# YOUR ASSIGNMENT
Wherever a line below holds the word "gibbon", copy that line.

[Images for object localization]
Segment Open
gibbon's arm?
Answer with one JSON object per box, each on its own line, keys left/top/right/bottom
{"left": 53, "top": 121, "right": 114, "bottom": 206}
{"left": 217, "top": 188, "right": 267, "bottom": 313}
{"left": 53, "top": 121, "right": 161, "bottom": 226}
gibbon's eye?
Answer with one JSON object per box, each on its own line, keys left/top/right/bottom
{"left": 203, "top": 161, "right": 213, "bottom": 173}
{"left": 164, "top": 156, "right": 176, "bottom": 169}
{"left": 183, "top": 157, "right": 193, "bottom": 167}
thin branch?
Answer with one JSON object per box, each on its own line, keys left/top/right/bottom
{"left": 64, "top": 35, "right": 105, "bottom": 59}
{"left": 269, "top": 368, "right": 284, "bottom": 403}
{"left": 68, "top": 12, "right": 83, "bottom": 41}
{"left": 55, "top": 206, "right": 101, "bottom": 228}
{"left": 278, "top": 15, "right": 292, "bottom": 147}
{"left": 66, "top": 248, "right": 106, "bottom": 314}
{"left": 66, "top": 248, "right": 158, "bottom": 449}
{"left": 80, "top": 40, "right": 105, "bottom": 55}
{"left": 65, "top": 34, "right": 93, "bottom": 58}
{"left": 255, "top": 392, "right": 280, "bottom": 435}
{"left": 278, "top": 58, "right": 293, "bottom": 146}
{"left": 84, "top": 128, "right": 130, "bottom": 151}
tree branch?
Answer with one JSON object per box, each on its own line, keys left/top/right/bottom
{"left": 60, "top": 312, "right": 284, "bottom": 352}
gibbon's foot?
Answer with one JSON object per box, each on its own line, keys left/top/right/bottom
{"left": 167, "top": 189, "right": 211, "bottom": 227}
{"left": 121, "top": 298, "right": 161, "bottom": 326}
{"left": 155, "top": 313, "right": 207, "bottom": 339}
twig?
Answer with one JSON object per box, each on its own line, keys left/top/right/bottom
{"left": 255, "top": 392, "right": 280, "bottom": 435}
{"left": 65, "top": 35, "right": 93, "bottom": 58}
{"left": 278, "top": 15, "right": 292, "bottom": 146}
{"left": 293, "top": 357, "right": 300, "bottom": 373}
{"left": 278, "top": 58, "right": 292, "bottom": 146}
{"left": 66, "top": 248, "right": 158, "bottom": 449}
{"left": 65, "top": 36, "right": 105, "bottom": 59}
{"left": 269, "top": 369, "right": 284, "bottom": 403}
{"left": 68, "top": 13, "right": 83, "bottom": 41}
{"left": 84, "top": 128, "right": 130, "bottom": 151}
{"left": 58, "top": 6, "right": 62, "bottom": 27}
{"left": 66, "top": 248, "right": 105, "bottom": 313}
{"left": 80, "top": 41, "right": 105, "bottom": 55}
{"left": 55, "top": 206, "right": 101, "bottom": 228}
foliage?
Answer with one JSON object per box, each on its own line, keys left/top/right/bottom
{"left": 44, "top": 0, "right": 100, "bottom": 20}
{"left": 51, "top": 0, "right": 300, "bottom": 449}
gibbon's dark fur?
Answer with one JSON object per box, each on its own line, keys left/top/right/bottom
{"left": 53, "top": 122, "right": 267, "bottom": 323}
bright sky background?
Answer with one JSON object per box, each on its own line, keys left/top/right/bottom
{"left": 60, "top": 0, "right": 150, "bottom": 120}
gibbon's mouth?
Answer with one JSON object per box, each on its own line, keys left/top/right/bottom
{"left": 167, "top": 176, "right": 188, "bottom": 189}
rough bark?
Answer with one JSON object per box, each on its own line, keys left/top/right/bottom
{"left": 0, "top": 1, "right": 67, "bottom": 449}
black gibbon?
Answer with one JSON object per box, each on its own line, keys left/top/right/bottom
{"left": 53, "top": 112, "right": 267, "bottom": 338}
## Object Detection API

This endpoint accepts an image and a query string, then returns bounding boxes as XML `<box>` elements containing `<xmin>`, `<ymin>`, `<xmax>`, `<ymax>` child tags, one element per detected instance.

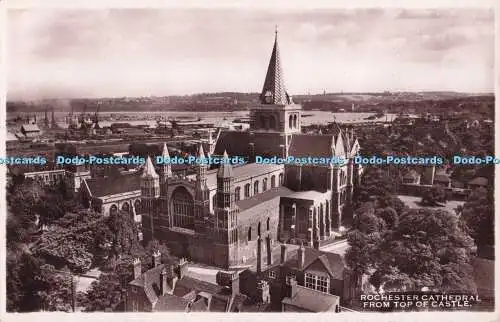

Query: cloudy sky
<box><xmin>7</xmin><ymin>8</ymin><xmax>494</xmax><ymax>99</ymax></box>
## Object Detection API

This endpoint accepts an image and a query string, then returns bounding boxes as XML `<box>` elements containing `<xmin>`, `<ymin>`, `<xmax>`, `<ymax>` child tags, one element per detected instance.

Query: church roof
<box><xmin>85</xmin><ymin>173</ymin><xmax>141</xmax><ymax>197</ymax></box>
<box><xmin>213</xmin><ymin>131</ymin><xmax>250</xmax><ymax>157</ymax></box>
<box><xmin>237</xmin><ymin>186</ymin><xmax>293</xmax><ymax>211</ymax></box>
<box><xmin>289</xmin><ymin>134</ymin><xmax>334</xmax><ymax>158</ymax></box>
<box><xmin>260</xmin><ymin>29</ymin><xmax>292</xmax><ymax>105</ymax></box>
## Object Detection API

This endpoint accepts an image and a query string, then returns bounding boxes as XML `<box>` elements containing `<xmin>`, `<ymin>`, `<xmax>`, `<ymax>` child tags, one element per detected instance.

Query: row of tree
<box><xmin>345</xmin><ymin>166</ymin><xmax>491</xmax><ymax>306</ymax></box>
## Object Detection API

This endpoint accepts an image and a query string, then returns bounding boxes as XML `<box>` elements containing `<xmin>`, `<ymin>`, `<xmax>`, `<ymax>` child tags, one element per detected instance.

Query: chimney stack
<box><xmin>160</xmin><ymin>268</ymin><xmax>168</xmax><ymax>295</ymax></box>
<box><xmin>152</xmin><ymin>250</ymin><xmax>161</xmax><ymax>267</ymax></box>
<box><xmin>297</xmin><ymin>243</ymin><xmax>305</xmax><ymax>270</ymax></box>
<box><xmin>289</xmin><ymin>277</ymin><xmax>298</xmax><ymax>298</ymax></box>
<box><xmin>216</xmin><ymin>271</ymin><xmax>240</xmax><ymax>295</ymax></box>
<box><xmin>280</xmin><ymin>243</ymin><xmax>287</xmax><ymax>265</ymax></box>
<box><xmin>178</xmin><ymin>258</ymin><xmax>188</xmax><ymax>279</ymax></box>
<box><xmin>133</xmin><ymin>258</ymin><xmax>141</xmax><ymax>279</ymax></box>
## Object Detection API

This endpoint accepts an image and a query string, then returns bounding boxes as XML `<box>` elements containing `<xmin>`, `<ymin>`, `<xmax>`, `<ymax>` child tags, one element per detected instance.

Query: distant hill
<box><xmin>6</xmin><ymin>91</ymin><xmax>494</xmax><ymax>114</ymax></box>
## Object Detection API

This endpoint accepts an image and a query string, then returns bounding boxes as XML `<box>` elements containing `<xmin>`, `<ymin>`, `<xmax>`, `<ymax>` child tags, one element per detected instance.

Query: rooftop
<box><xmin>282</xmin><ymin>285</ymin><xmax>339</xmax><ymax>312</ymax></box>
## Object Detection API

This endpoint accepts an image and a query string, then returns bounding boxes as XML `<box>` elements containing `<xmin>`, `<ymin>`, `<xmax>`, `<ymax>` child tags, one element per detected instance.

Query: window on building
<box><xmin>268</xmin><ymin>270</ymin><xmax>277</xmax><ymax>279</ymax></box>
<box><xmin>286</xmin><ymin>273</ymin><xmax>296</xmax><ymax>285</ymax></box>
<box><xmin>271</xmin><ymin>175</ymin><xmax>276</xmax><ymax>188</ymax></box>
<box><xmin>212</xmin><ymin>194</ymin><xmax>217</xmax><ymax>209</ymax></box>
<box><xmin>304</xmin><ymin>272</ymin><xmax>329</xmax><ymax>294</ymax></box>
<box><xmin>244</xmin><ymin>184</ymin><xmax>251</xmax><ymax>198</ymax></box>
<box><xmin>235</xmin><ymin>187</ymin><xmax>241</xmax><ymax>201</ymax></box>
<box><xmin>254</xmin><ymin>181</ymin><xmax>259</xmax><ymax>195</ymax></box>
<box><xmin>248</xmin><ymin>227</ymin><xmax>252</xmax><ymax>241</ymax></box>
<box><xmin>266</xmin><ymin>217</ymin><xmax>270</xmax><ymax>230</ymax></box>
<box><xmin>263</xmin><ymin>178</ymin><xmax>268</xmax><ymax>191</ymax></box>
<box><xmin>279</xmin><ymin>173</ymin><xmax>283</xmax><ymax>185</ymax></box>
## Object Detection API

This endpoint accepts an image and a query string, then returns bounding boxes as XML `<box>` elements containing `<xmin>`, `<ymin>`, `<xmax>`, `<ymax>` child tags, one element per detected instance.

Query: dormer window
<box><xmin>264</xmin><ymin>90</ymin><xmax>273</xmax><ymax>104</ymax></box>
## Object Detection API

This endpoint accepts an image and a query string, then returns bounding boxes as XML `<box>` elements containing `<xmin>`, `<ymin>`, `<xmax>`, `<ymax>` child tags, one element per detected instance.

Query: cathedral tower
<box><xmin>213</xmin><ymin>151</ymin><xmax>240</xmax><ymax>267</ymax></box>
<box><xmin>141</xmin><ymin>156</ymin><xmax>160</xmax><ymax>242</ymax></box>
<box><xmin>249</xmin><ymin>28</ymin><xmax>302</xmax><ymax>158</ymax></box>
<box><xmin>194</xmin><ymin>144</ymin><xmax>210</xmax><ymax>234</ymax></box>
Segment Closed
# FINAL ANSWER
gibbon's arm?
gibbon's eye?
gibbon's foot?
gibbon's dark fur?
gibbon's mouth?
black gibbon?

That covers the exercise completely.